BEGIN Entries provided

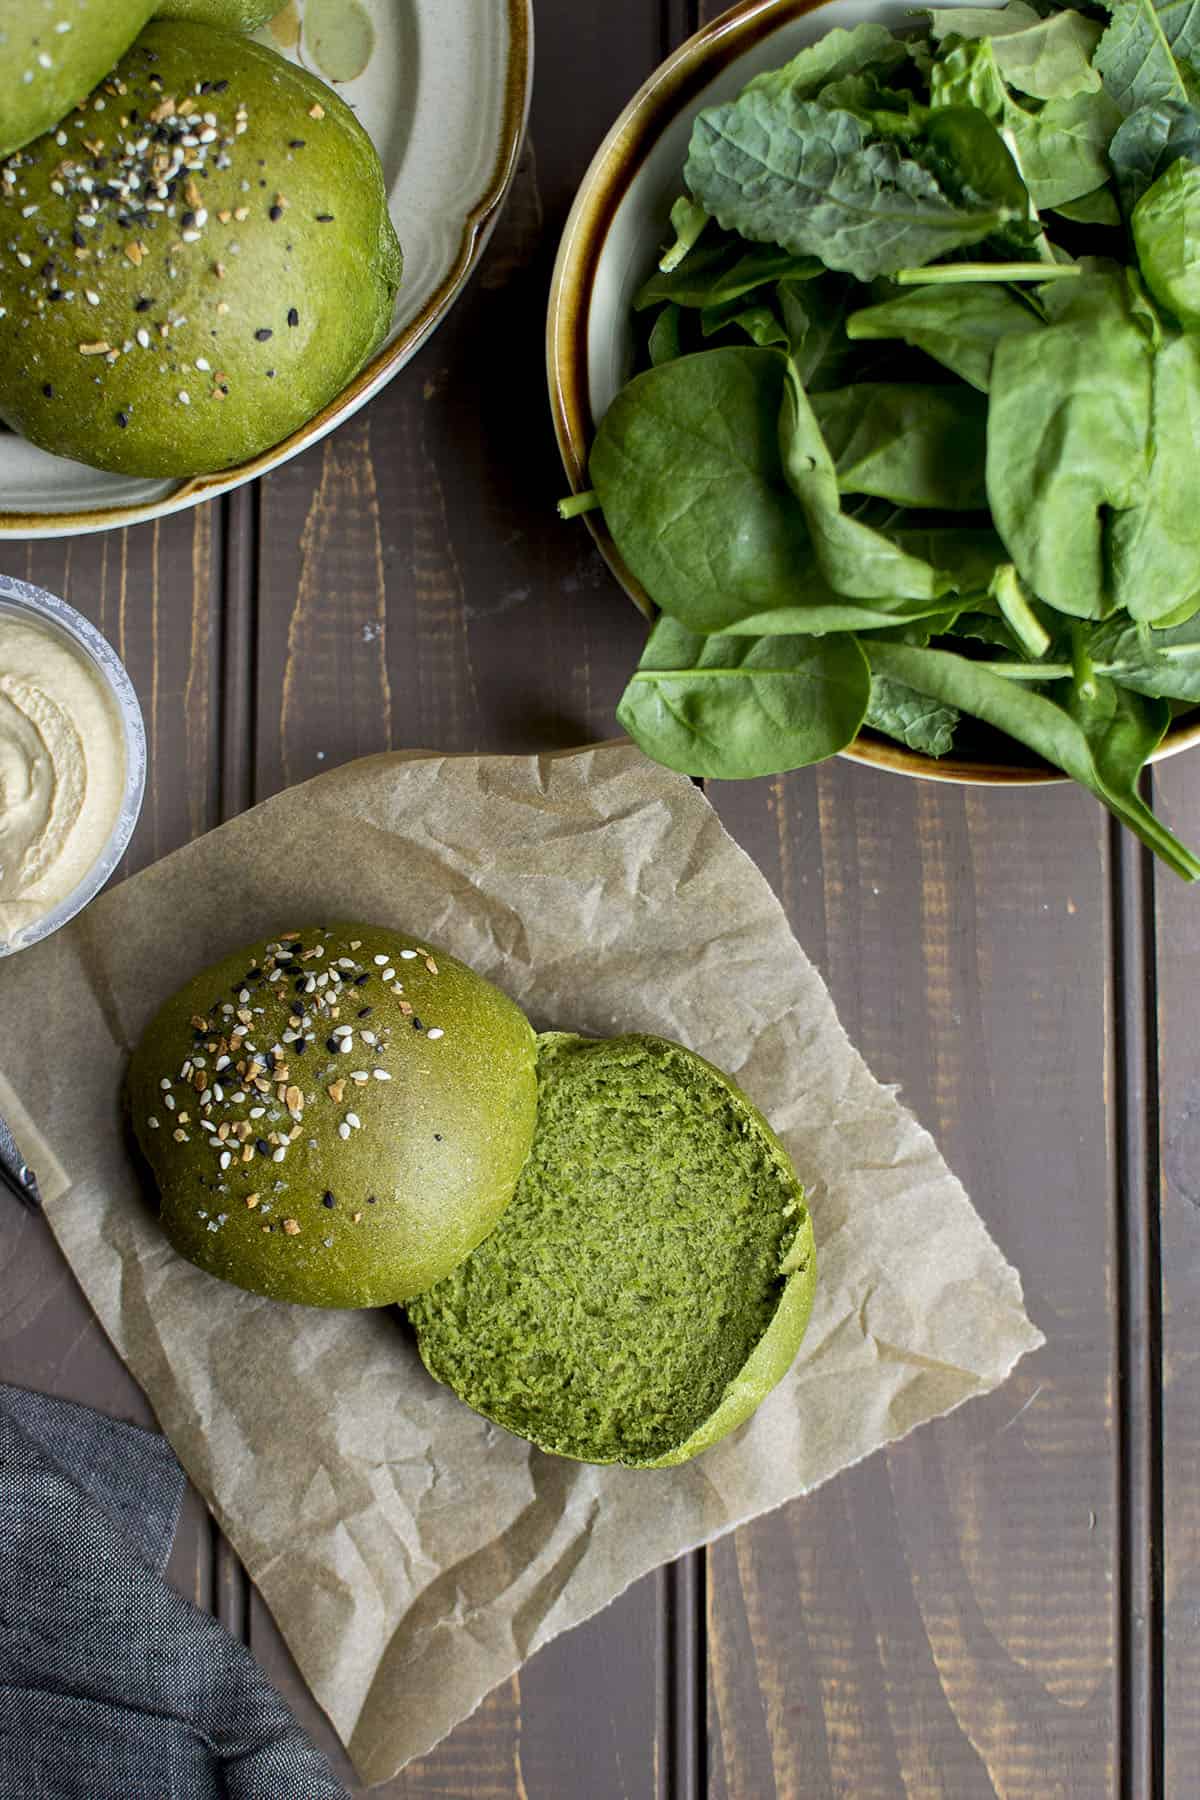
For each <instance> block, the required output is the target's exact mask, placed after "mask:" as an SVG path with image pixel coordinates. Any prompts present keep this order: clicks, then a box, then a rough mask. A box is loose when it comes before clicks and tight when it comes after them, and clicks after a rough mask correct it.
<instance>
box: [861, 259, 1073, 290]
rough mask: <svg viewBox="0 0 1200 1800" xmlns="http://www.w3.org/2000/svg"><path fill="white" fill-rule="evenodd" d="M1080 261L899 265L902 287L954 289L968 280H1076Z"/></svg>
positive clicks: (992, 280)
mask: <svg viewBox="0 0 1200 1800" xmlns="http://www.w3.org/2000/svg"><path fill="white" fill-rule="evenodd" d="M1081 274H1083V268H1081V265H1079V263H937V265H936V266H932V268H898V270H896V274H894V275H892V281H894V283H896V284H898V286H900V288H950V286H955V284H959V283H968V281H1072V279H1078V277H1079V275H1081Z"/></svg>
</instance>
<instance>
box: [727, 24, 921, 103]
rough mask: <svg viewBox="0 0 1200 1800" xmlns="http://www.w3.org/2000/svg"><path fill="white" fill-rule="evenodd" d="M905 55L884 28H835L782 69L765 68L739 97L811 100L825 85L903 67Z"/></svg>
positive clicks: (745, 86) (785, 63) (802, 50)
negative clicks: (800, 99) (816, 42)
mask: <svg viewBox="0 0 1200 1800" xmlns="http://www.w3.org/2000/svg"><path fill="white" fill-rule="evenodd" d="M907 54H909V52H907V47H905V45H903V43H901V41H900V38H894V36H892V32H891V31H889V29H887V27H885V25H855V29H853V31H844V29H842V27H840V25H838V27H835V29H833V31H828V32H826V34H824V36H822V38H819V40H817V43H810V45H806V47H804V49H802V50H799V54H797V56H793V58H792V61H790V63H784V65H783V68H768V70H766V72H765V74H761V76H756V77H754V81H748V83H747V86H745V88H743V90H741V95H739V97H743V95H747V94H766V95H768V97H770V99H781V97H783V95H792V99H811V97H813V95H815V94H819V92H820V88H824V86H826V85H828V83H831V81H840V79H842V77H846V76H855V74H858V72H860V70H864V68H874V70H880V72H883V74H885V72H887V70H889V68H896V67H898V65H900V63H903V61H905V58H907Z"/></svg>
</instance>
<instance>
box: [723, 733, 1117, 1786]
mask: <svg viewBox="0 0 1200 1800" xmlns="http://www.w3.org/2000/svg"><path fill="white" fill-rule="evenodd" d="M714 801H716V805H718V810H720V812H721V815H723V819H725V823H727V824H729V826H730V830H734V833H736V835H738V837H739V839H741V842H743V844H745V846H747V850H750V853H752V855H754V857H756V859H757V860H759V862H761V866H763V868H765V869H766V873H768V875H770V878H772V882H774V884H775V887H777V891H779V895H781V898H783V902H784V905H786V909H788V913H790V916H792V920H793V925H795V929H797V936H799V938H801V941H802V943H804V945H806V947H808V950H810V954H813V956H815V959H817V961H819V963H820V965H822V967H824V972H826V976H828V979H829V985H831V990H833V995H835V1001H837V1004H838V1010H840V1013H842V1021H844V1024H846V1028H847V1031H849V1033H851V1037H853V1039H855V1042H856V1044H858V1046H860V1049H862V1051H864V1055H865V1058H867V1062H869V1064H871V1067H873V1069H874V1073H876V1075H878V1076H880V1078H882V1080H885V1082H898V1084H900V1085H901V1091H903V1098H905V1100H907V1102H909V1103H910V1105H912V1107H914V1111H916V1112H918V1116H919V1118H921V1120H923V1121H925V1123H927V1125H928V1127H930V1129H932V1130H934V1132H936V1136H937V1138H939V1141H941V1145H943V1148H945V1152H946V1156H948V1159H950V1163H952V1166H954V1168H955V1170H957V1172H959V1174H961V1175H963V1179H964V1183H966V1186H968V1190H970V1192H972V1195H973V1199H975V1202H977V1206H979V1208H981V1211H982V1215H984V1219H986V1220H988V1224H990V1228H991V1229H993V1233H995V1235H997V1238H999V1242H1000V1246H1002V1247H1004V1251H1006V1253H1007V1255H1009V1256H1011V1258H1013V1260H1015V1262H1016V1265H1018V1267H1020V1269H1022V1271H1024V1273H1025V1285H1027V1303H1029V1310H1031V1314H1033V1318H1034V1319H1036V1321H1038V1323H1040V1325H1042V1328H1043V1330H1045V1332H1047V1337H1049V1345H1047V1348H1045V1350H1042V1352H1040V1354H1038V1355H1034V1357H1031V1359H1027V1361H1025V1363H1024V1364H1022V1366H1020V1370H1018V1373H1016V1375H1015V1379H1013V1381H1011V1382H1009V1384H1007V1386H1006V1388H1004V1390H1000V1391H999V1393H995V1395H991V1397H988V1399H986V1400H982V1402H975V1404H972V1406H970V1408H966V1409H963V1411H961V1413H957V1415H954V1417H950V1418H946V1420H943V1422H939V1424H936V1426H930V1427H925V1429H923V1431H919V1433H916V1435H914V1436H912V1438H909V1440H907V1442H905V1444H901V1445H900V1447H898V1449H894V1451H891V1453H889V1454H885V1456H876V1458H873V1460H871V1462H869V1463H867V1465H864V1467H862V1469H858V1471H853V1472H851V1474H847V1476H844V1478H842V1480H838V1481H835V1483H831V1485H829V1487H828V1489H826V1490H822V1492H819V1494H815V1496H811V1498H808V1499H806V1501H801V1503H795V1505H793V1507H788V1508H784V1510H783V1512H781V1514H777V1516H775V1517H772V1519H766V1521H761V1523H757V1525H754V1526H750V1528H747V1530H741V1532H738V1534H736V1539H734V1541H727V1543H725V1544H720V1546H716V1548H714V1552H712V1553H711V1561H709V1568H711V1597H709V1631H711V1670H712V1678H711V1706H712V1719H711V1744H712V1789H711V1791H712V1795H714V1796H721V1800H723V1796H729V1800H770V1796H775V1795H779V1796H788V1800H792V1796H799V1795H804V1800H820V1796H833V1795H846V1793H853V1795H855V1796H856V1800H883V1796H887V1800H892V1796H900V1795H907V1793H912V1795H916V1793H919V1795H923V1796H927V1795H928V1796H945V1800H975V1796H988V1795H999V1796H1004V1800H1018V1796H1020V1800H1045V1796H1047V1795H1063V1796H1070V1800H1076V1796H1079V1800H1081V1796H1088V1800H1090V1796H1101V1795H1108V1793H1114V1791H1115V1780H1117V1739H1115V1732H1117V1706H1115V1685H1114V1575H1115V1546H1117V1517H1115V1442H1114V1413H1112V1404H1114V1334H1112V1310H1110V1289H1112V1264H1110V1244H1108V1231H1110V1220H1112V1177H1110V1165H1108V1145H1106V1130H1105V1035H1106V1028H1105V968H1106V940H1108V931H1106V882H1105V846H1106V828H1105V824H1103V819H1101V814H1099V812H1097V808H1096V806H1094V805H1092V801H1090V799H1087V796H1083V794H1079V792H1076V790H1072V788H1056V790H1040V792H1036V790H1034V792H1020V794H1015V792H1009V794H1000V792H997V794H988V792H979V790H961V788H945V787H934V785H919V783H909V781H903V779H898V778H894V776H887V774H882V772H874V770H865V769H856V767H851V765H846V763H837V765H828V767H824V769H820V770H819V772H815V774H797V776H788V778H781V779H777V781H772V783H750V785H741V787H732V785H727V787H720V788H718V790H716V792H714Z"/></svg>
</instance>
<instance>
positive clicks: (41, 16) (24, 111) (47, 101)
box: [0, 0, 155, 157]
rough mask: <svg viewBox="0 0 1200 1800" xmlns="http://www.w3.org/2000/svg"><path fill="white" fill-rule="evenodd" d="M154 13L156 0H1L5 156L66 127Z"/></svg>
mask: <svg viewBox="0 0 1200 1800" xmlns="http://www.w3.org/2000/svg"><path fill="white" fill-rule="evenodd" d="M153 11H155V0H0V157H7V153H9V151H11V149H18V148H20V146H22V144H27V142H29V140H31V139H32V137H38V135H40V133H41V131H49V130H50V128H52V126H54V124H58V121H59V119H61V117H63V113H65V112H67V108H68V106H74V104H76V101H77V99H79V95H81V94H86V92H88V90H90V88H94V86H95V83H97V81H99V79H101V77H103V76H106V74H108V70H110V68H112V67H113V63H115V61H117V58H119V56H122V54H124V52H126V50H128V49H130V45H131V43H133V40H135V38H137V34H139V31H140V29H142V25H144V23H146V20H148V18H149V16H151V13H153Z"/></svg>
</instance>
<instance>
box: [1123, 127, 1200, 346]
mask: <svg viewBox="0 0 1200 1800" xmlns="http://www.w3.org/2000/svg"><path fill="white" fill-rule="evenodd" d="M1130 229H1132V232H1133V248H1135V250H1137V261H1139V266H1141V272H1142V275H1144V279H1146V286H1148V288H1150V292H1151V293H1153V297H1155V299H1157V301H1159V304H1160V306H1166V308H1168V311H1171V313H1175V317H1177V319H1178V322H1180V324H1182V326H1187V328H1189V329H1193V331H1195V329H1196V326H1200V164H1198V162H1184V160H1182V158H1180V160H1178V162H1173V164H1171V166H1169V169H1168V171H1166V175H1160V176H1159V180H1157V182H1155V184H1153V187H1148V189H1146V193H1144V194H1142V198H1141V200H1139V202H1137V205H1135V207H1133V216H1132V220H1130Z"/></svg>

END Entries provided

**Your instructions**
Reproduce the entries word for word, beginning at the start and stopping after the line that contains "positive clicks: (745, 86)". Leave out the picture.

**The completed task**
For each <instance> block, the required output is the target's exact mask, placed after "mask:" as an SVG path with image pixel coordinates. Any prompts present keep this order: clicks, then a box, then a rough mask. A box is loose when it comes before clicks and tight when it comes after them, and clicks after a rough mask correct it.
<instance>
box: [861, 259, 1073, 290]
rough mask: <svg viewBox="0 0 1200 1800" xmlns="http://www.w3.org/2000/svg"><path fill="white" fill-rule="evenodd" d="M1080 261L899 265L902 287L954 289L968 280H1076Z"/></svg>
positive clicks: (992, 280)
mask: <svg viewBox="0 0 1200 1800" xmlns="http://www.w3.org/2000/svg"><path fill="white" fill-rule="evenodd" d="M1081 274H1083V268H1081V265H1079V263H937V265H936V266H932V268H898V270H896V274H894V275H892V281H894V283H896V284H898V286H900V288H950V286H955V284H959V283H968V281H1072V279H1078V277H1079V275H1081Z"/></svg>
</instance>
<instance>
box: [727, 24, 921, 103]
rough mask: <svg viewBox="0 0 1200 1800" xmlns="http://www.w3.org/2000/svg"><path fill="white" fill-rule="evenodd" d="M905 55L884 28H835L782 69L765 68L739 97L811 100L825 85L903 67Z"/></svg>
positive clicks: (745, 86) (785, 63) (802, 50)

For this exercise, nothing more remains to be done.